## WHAT IS EXPECTED
Return only this: the line with "light head in" and all the lines that follow it below, through the final one, exactly as they are.

## DATA FOR THIS EXERCISE
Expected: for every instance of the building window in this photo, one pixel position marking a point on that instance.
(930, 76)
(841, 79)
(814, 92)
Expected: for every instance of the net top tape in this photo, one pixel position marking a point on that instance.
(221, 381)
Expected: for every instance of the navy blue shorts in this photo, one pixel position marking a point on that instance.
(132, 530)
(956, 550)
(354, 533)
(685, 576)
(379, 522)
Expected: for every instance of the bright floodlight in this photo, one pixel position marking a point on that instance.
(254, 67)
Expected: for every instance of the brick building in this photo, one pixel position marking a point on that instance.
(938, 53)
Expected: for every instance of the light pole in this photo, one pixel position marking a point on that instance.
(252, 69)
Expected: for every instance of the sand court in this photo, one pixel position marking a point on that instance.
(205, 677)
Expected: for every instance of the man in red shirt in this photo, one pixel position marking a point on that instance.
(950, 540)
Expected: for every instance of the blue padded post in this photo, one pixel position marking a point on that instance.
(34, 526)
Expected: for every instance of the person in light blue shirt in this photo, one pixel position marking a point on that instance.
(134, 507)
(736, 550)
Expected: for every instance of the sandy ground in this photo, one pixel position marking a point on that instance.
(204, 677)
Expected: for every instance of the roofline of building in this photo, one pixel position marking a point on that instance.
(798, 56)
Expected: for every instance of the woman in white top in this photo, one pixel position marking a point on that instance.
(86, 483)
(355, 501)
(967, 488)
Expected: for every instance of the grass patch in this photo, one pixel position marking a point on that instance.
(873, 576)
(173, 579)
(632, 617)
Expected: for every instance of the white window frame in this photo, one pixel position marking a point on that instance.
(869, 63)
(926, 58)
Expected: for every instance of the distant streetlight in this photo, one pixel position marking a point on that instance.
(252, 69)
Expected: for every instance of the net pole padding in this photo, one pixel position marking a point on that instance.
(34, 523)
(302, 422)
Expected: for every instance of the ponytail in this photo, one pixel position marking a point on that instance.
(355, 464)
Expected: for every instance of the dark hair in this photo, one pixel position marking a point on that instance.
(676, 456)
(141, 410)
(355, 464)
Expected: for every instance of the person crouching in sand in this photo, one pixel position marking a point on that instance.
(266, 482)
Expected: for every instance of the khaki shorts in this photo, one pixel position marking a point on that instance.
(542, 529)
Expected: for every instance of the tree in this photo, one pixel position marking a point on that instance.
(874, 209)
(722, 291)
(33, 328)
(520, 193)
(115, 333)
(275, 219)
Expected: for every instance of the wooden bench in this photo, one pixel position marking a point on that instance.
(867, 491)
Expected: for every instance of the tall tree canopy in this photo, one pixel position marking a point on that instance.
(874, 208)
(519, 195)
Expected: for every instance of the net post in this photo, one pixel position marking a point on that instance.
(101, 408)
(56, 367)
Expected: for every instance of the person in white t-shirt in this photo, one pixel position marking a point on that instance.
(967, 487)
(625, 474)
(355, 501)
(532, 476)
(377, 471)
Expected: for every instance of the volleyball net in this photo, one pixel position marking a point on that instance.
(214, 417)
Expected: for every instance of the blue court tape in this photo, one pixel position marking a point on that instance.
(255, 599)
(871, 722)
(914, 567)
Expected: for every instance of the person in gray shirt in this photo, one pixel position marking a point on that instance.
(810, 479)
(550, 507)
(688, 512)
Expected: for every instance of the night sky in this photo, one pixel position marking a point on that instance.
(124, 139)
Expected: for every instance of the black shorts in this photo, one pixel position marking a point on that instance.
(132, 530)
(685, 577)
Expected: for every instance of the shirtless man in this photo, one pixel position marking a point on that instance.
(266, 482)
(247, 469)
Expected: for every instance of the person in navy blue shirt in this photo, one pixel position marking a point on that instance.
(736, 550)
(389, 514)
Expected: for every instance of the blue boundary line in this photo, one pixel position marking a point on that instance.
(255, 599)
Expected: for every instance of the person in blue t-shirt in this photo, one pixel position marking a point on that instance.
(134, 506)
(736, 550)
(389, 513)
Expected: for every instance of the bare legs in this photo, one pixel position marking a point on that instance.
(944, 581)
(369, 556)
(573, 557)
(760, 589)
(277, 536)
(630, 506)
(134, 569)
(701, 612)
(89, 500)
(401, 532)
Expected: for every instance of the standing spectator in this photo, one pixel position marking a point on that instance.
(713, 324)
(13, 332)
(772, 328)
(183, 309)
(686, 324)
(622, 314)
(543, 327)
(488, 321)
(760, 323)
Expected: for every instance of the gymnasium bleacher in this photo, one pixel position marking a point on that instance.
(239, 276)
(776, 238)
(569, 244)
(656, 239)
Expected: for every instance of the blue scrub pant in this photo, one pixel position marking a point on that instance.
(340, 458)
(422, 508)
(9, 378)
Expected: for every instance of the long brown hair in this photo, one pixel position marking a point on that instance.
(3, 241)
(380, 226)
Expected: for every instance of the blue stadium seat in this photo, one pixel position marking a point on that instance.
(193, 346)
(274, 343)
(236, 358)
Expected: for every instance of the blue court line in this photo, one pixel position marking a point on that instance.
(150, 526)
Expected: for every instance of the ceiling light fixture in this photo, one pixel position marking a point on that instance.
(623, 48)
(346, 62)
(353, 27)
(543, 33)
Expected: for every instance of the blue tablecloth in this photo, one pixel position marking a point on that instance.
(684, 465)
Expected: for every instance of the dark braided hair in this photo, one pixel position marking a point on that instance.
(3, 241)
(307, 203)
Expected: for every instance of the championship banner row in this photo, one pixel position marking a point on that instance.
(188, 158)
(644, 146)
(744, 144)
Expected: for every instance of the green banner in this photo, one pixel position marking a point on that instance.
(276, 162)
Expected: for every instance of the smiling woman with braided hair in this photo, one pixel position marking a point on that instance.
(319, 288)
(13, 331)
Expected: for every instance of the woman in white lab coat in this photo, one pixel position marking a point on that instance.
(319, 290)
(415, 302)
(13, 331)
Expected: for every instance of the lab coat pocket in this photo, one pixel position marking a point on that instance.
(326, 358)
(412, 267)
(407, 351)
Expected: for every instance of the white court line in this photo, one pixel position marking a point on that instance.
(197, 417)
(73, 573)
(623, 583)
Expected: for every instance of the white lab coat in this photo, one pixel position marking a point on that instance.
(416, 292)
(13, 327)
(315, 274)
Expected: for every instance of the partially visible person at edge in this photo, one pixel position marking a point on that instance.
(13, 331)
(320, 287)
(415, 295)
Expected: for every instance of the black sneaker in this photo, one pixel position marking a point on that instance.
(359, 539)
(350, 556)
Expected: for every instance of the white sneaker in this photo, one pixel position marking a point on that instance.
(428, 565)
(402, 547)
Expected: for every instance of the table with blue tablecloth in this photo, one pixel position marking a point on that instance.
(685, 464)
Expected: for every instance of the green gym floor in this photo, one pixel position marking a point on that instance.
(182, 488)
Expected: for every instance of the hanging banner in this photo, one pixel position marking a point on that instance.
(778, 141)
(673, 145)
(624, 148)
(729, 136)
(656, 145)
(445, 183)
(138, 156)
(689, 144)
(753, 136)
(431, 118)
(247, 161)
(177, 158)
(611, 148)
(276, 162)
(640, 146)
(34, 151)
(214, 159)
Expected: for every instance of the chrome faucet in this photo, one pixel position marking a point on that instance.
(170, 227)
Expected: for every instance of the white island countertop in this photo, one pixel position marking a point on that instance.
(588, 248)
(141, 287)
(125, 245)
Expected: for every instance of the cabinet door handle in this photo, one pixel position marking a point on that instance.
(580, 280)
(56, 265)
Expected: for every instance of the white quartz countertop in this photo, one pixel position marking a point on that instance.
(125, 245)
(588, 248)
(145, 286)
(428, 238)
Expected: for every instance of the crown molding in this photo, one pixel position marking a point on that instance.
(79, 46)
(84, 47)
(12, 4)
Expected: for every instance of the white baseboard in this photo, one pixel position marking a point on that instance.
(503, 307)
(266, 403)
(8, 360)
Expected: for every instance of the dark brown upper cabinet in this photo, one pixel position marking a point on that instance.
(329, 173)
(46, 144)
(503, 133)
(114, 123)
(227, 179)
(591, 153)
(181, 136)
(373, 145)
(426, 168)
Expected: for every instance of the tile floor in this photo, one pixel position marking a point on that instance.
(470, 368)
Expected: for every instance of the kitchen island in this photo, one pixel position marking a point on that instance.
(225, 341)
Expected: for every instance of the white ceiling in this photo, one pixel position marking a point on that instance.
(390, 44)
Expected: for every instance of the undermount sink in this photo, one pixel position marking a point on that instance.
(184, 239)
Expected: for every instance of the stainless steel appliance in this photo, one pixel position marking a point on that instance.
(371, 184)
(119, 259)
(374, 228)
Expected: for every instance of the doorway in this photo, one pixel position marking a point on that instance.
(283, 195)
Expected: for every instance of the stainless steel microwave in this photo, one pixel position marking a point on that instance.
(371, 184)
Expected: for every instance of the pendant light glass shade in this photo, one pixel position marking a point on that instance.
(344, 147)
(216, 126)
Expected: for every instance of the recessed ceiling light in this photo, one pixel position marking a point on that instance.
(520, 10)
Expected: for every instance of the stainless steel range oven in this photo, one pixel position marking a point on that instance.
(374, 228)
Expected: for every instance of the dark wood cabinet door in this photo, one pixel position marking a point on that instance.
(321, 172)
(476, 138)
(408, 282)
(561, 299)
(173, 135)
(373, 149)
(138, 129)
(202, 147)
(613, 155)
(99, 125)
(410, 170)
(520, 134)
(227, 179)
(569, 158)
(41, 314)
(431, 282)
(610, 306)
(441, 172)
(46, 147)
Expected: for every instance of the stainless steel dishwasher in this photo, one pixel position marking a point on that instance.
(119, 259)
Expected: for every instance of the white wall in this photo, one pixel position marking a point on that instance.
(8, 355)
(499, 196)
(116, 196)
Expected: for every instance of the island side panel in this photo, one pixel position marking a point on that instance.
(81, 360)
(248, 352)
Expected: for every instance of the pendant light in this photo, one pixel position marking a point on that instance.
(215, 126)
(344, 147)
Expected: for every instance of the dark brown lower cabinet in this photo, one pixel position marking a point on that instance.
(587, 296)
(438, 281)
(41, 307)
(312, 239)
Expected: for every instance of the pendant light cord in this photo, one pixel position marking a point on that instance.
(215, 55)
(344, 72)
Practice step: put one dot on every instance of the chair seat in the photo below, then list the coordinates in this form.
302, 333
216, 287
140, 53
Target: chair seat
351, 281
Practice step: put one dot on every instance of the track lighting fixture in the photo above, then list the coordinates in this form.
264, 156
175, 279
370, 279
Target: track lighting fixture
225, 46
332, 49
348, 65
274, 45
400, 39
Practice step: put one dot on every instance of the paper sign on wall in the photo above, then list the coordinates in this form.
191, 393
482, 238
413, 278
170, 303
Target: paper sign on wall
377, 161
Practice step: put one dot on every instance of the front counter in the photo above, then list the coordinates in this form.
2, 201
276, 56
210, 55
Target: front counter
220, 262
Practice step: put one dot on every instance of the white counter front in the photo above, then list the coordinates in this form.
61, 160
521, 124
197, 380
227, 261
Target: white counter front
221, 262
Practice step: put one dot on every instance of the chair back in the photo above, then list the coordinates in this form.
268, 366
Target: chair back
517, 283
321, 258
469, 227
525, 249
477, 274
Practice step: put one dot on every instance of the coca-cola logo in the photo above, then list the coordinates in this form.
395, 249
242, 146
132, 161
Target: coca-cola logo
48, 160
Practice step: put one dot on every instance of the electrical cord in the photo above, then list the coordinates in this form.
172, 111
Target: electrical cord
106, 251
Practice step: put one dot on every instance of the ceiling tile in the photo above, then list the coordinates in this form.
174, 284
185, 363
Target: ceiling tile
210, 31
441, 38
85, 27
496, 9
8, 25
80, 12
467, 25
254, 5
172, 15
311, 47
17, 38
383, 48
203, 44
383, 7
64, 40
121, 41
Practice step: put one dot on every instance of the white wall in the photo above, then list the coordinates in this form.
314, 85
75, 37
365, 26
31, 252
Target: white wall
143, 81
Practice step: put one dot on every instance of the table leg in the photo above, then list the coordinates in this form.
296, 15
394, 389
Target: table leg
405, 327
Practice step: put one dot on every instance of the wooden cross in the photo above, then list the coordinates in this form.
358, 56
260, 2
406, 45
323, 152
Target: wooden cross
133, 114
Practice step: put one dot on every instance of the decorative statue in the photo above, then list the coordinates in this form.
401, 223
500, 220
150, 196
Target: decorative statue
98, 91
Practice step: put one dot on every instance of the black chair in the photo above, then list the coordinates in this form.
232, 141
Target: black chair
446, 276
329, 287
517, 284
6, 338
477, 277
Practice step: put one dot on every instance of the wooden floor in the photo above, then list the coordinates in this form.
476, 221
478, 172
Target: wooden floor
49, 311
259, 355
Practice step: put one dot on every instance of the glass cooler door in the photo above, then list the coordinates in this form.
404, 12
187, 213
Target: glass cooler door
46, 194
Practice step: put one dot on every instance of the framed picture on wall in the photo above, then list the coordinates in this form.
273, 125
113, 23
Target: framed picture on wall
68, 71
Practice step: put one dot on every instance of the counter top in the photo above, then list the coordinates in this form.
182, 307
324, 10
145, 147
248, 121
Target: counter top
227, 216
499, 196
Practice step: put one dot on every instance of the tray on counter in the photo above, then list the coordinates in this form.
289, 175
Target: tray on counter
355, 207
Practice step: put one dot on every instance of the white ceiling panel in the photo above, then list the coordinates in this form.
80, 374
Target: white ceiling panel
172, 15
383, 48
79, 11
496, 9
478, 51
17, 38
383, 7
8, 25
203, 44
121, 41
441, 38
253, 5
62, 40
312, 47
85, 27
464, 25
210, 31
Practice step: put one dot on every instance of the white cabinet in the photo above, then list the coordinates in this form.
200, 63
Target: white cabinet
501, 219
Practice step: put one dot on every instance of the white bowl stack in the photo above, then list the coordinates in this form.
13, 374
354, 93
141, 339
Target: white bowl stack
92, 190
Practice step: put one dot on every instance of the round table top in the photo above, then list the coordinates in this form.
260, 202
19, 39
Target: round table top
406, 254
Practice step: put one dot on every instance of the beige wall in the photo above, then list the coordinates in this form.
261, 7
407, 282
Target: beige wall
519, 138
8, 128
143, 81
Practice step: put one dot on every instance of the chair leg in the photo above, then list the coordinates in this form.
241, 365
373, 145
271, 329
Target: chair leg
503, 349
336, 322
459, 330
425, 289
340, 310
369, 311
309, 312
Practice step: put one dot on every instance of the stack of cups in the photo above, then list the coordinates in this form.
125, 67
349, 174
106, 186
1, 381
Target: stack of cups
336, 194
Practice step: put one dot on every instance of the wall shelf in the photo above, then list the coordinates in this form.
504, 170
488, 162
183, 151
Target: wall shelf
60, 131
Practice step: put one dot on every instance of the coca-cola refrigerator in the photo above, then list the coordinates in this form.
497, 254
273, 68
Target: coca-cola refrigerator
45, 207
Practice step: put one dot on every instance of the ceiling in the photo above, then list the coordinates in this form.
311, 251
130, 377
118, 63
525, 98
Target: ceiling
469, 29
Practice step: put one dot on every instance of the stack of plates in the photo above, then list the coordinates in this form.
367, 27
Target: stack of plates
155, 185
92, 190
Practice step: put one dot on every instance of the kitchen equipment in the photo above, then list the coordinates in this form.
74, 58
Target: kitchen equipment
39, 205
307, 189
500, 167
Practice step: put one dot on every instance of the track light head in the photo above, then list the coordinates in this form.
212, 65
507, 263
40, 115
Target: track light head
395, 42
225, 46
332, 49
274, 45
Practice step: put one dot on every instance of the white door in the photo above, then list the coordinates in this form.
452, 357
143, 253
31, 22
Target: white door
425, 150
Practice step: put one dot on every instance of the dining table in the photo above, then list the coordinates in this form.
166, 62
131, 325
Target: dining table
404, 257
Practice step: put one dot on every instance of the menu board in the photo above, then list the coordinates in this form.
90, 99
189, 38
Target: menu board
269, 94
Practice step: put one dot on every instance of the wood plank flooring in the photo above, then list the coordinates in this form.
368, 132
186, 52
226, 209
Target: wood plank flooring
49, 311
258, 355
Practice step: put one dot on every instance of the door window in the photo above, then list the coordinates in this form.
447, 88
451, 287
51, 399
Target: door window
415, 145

## FINISHED ANSWER
Practice step: put one dot on every instance of the track light head in the photo above, then list the coordinates in this form.
212, 65
507, 263
40, 115
Target: track light head
395, 42
225, 46
332, 49
274, 45
Practice step: put one dot on every instance of the white door in the photo above, then list the coordinates in this form.
452, 357
143, 253
31, 22
Target: white door
425, 150
Practice step: put one dot on every instance of the dining table in the photo above, then list the coordinates in this form.
166, 62
131, 325
Target: dining table
404, 257
Practice step: put one dot on every instance of the menu board in the photo above, then list the coordinates in this form.
90, 99
189, 38
Target: menu board
269, 94
Practice step: put one dot on every instance of the wood plank flooring in the photo above, then list the coordinates in this form.
368, 132
186, 52
226, 209
Target: wood plank flooring
49, 311
258, 355
Practice step: put one dot on every instance of the door window in the photo above, then list the coordinates in this form.
447, 88
451, 287
51, 399
Target: door window
415, 145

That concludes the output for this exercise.